* [Supplied text]:
I've worked in personal finance magazines for about six months now. And in that six months, my guardianship of my own personal finances has swelled--if not in quality, in quantity. I check my bank balances more frequently even when I know nothing has changed; I peruse my decimated 401(k) account; I idly poke around to find favorable money market rates. I'm not doing anything that differently than I did before working in personal finance mags. I'm not even thinking that differently about my finances--I've never been an out-of-control spender, nor miserly, and my interest in investing in anything beyond the rudiments is roughly equivalent to my interest in, say, bass fishing.
The difference is that I'm thinking more frequently. Money has been added to the treadmill of mundane questions that take up space in my mind: what am I doing tonight; what will I eat for dinner; should I go for a run later; what's my bank balance. It only made sense--I was suddenly reading about IRAs and financial solvency all day long, for my job. During my breaks from reading, my mind didn't easily make the switch to reading the headlines or composing an e-mail--it needed a transition, and checking my own financial solvency provided it.
A few months into this, on a day when I was checking my checking account balance for the third time that day, it hit me: If my new gig brought about a sudden uptick in my financial self-awareness, what had ten years in women's magazines done to me? A decade of reading about "loving your body" next to diet tips; of the assumption that whether to pain ourselves for beauty is not the question, but rather how much; of staying within the comfortable universe padded by birth control and makeup removers and 12 blouses I needed now.

* [Provided information]:
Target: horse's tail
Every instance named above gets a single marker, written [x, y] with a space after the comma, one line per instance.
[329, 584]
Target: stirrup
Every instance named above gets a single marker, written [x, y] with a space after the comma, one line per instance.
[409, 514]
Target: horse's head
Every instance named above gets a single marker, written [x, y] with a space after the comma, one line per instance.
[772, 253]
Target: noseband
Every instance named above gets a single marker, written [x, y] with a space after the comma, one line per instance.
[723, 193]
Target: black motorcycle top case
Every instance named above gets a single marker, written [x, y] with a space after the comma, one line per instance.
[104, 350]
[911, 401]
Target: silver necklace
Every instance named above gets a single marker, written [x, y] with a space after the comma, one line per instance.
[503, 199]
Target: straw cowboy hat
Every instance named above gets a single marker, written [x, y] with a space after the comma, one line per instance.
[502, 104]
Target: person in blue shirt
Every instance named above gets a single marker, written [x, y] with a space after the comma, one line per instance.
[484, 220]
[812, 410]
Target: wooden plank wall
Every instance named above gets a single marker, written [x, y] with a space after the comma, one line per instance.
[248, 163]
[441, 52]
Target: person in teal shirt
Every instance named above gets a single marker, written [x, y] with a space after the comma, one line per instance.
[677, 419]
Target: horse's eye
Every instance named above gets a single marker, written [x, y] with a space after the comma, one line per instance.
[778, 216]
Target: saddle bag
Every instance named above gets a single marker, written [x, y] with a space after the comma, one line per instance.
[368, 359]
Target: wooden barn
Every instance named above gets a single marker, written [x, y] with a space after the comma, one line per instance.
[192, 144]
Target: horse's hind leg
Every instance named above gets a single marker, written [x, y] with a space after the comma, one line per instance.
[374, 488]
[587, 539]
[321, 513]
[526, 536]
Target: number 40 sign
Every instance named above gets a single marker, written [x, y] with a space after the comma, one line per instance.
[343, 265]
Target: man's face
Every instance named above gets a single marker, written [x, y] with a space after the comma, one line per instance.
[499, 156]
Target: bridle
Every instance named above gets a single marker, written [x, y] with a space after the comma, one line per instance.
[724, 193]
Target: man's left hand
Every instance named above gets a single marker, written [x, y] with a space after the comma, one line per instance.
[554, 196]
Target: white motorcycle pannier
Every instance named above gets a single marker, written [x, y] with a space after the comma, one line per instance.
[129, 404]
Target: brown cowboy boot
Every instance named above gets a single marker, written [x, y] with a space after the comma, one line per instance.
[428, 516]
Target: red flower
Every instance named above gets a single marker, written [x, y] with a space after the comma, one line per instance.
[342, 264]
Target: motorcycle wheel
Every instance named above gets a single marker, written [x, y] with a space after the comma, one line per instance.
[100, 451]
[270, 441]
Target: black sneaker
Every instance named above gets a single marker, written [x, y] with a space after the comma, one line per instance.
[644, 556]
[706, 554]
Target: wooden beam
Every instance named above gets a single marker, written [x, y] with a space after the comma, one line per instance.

* [Problem A]: List every question that the magazine passage names as part of the "treadmill of mundane questions" in the writer's mind.
* [Problem B]: Copy out the stretch of the magazine passage from "I've worked in" through "say, bass fishing.".

* [Written solution A]:
- what am I doing tonight
- what will I eat for dinner
- should I go for a run later
- what's my bank balance

* [Written solution B]:
I've worked in personal finance magazines for about six months now. And in that six months, my guardianship of my own personal finances has swelled--if not in quality, in quantity. I check my bank balances more frequently even when I know nothing has changed; I peruse my decimated 401(k) account; I idly poke around to find favorable money market rates. I'm not doing anything that differently than I did before working in personal finance mags. I'm not even thinking that differently about my finances--I've never been an out-of-control spender, nor miserly, and my interest in investing in anything beyond the rudiments is roughly equivalent to my interest in, say, bass fishing.